Anyway, T is odd, so we end up in this code:
/* If we have an odd number, add or subtract one. */
if ((t & 1) != 0)
{
unsigned HOST_WIDE_INT w;
for (w = 1; (w & t) != 0; w <<= 1)
;
if (w > 2
/* Reject the case where t is 3.
Thus we prefer addition in that case. */
&& t != 3)
{
/* T ends with ...111. Multiply by (T + 1) and subtract 1. */
[ ... ]
else
{
/* T ends with ...01 or ...011. Multiply by (T - 1) and add 1. */
[ ... ]
Interestingly enough we end up in the else clause even though the value -1
doesn't have any zeros. This is because W will have the value zero at loop
exit if T == -1.
This may be the root of the problem, then again it may not. I don't know this
code well enough to be sure either way.
If we force -1 to be handled by the first if clause (...111.), then we get
the right result, with a better alg and only 7 calls to synth_mult.
Tege -- thoughts?
* expmed.c (synth_mult): The value -1, has no zeros, so it can
never have the form ...011.
Index: expmed.c
===================================================================
RCS file: /egcs/carton/cvsfiles/egcs/./gcc/expmed.c,v
retrieving revision 1.9
diff -c -3 -p -r1.9 expmed.c
*** expmed.c 1998/03/20 14:57:57 1.9
--- expmed.c 1998/03/27 23:06:19
*************** synth_mult (alg_out, t, cost_limit)

EXERCISE GOAL: Pick up the synth_mult patch discussion and extend it past its last line. The entries aren't needed for this.

ENTRIES PROVIDED:
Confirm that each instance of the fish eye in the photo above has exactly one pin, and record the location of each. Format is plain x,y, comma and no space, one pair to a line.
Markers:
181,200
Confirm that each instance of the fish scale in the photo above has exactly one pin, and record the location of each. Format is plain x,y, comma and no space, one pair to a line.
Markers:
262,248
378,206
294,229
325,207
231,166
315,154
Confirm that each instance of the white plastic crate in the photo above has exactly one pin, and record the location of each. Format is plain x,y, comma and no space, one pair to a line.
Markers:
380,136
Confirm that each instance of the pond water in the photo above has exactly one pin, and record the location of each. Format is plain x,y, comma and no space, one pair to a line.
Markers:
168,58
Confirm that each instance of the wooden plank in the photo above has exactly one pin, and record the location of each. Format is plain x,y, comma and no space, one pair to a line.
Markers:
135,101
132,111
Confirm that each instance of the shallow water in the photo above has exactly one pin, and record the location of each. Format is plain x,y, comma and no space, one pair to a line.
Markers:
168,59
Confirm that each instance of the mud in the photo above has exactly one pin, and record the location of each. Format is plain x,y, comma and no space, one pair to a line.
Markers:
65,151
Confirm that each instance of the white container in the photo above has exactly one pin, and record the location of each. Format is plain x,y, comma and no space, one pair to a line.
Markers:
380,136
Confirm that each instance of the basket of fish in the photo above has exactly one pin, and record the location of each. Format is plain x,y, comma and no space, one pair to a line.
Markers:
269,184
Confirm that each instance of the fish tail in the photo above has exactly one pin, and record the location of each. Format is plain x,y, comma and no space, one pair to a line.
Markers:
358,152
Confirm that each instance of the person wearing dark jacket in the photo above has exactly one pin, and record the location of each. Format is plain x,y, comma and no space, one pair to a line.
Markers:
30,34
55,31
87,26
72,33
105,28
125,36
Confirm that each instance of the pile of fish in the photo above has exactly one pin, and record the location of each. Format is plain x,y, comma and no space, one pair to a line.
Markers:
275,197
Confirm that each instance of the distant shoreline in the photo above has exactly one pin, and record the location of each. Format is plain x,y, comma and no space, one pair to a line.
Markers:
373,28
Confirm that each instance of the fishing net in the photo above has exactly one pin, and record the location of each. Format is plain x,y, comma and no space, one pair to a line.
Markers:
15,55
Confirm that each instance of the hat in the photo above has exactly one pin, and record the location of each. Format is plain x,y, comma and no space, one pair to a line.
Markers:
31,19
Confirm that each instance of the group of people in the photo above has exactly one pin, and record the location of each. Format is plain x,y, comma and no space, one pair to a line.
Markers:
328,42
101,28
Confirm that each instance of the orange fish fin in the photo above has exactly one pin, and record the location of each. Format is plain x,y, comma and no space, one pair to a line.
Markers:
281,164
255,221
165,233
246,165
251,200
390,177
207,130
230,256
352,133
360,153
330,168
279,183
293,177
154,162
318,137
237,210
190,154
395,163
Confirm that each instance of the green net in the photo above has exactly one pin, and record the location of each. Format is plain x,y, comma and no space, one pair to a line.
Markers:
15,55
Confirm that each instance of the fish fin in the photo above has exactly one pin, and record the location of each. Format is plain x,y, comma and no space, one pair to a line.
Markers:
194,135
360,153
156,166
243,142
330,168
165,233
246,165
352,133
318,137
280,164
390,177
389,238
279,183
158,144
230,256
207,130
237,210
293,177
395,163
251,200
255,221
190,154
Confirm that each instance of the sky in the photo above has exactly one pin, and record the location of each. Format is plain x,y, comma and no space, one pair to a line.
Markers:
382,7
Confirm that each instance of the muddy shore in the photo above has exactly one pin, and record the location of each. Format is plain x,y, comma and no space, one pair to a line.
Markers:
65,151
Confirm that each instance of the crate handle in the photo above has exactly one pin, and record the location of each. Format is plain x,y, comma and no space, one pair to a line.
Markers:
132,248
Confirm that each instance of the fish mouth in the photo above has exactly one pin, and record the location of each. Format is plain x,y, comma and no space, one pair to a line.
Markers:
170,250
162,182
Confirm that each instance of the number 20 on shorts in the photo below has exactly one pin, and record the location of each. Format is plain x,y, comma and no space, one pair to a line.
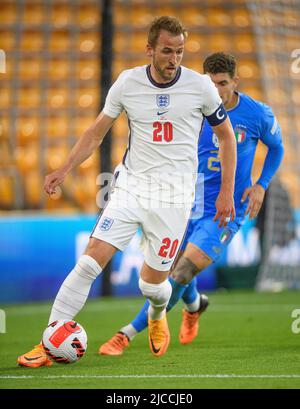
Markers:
168,248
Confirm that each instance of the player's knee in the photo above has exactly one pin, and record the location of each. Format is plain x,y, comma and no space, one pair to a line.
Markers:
87,267
158,294
185,271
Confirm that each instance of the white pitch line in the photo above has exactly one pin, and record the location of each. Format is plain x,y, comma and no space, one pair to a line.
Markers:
199,376
236,308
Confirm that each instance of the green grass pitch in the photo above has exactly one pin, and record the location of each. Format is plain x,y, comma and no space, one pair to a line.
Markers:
245,341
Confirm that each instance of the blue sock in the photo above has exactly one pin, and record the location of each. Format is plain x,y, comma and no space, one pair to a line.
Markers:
191,292
140,322
177,292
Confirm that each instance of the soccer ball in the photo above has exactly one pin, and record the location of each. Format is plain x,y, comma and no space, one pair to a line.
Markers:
64,341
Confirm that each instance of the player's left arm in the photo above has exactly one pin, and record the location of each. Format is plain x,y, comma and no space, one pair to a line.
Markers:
216,116
271,137
227,154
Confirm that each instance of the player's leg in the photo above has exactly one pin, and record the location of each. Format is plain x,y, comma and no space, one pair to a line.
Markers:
73,294
113,231
197,303
206,244
155,286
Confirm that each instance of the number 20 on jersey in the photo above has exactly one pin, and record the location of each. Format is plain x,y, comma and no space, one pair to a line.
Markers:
162,131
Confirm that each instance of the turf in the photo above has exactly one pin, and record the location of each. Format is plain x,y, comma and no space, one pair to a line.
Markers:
245,341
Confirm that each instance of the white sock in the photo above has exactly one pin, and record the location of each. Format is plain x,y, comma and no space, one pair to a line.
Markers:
75,289
129,331
194,306
158,296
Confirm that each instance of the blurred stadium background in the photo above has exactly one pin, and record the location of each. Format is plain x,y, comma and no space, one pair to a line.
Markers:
58,60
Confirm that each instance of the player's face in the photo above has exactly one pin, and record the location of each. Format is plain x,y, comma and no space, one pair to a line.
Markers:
226,87
166,56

ANSWER TO THE TASK:
*** 1992,2001 ****
for (w = 1; (w & t) != 0; w <<= 1)
;
! if (w > 2
! /* Reject the case where t is 3.
! Thus we prefer addition in that case. */
! && t != 3)
{
/* T ends with ...111. Multiply by (T + 1) and subtract 1. */
--- 1992,2007 ----
for (w = 1; (w & t) != 0; w <<= 1)
;
! /* If T was -1, then W will be zero after the loop. This is another
! case where T ends with ...111. Handling this with (T + 1) and
! subtract 1 produces slightly better code and results in algorithm
! selection much faster than treating it like the ...0111 case
! below. */
! if (w == 0
! || (w > 2
! /* Reject the case where t is 3.
! Thus we prefer addition in that case. */
! && t != 3))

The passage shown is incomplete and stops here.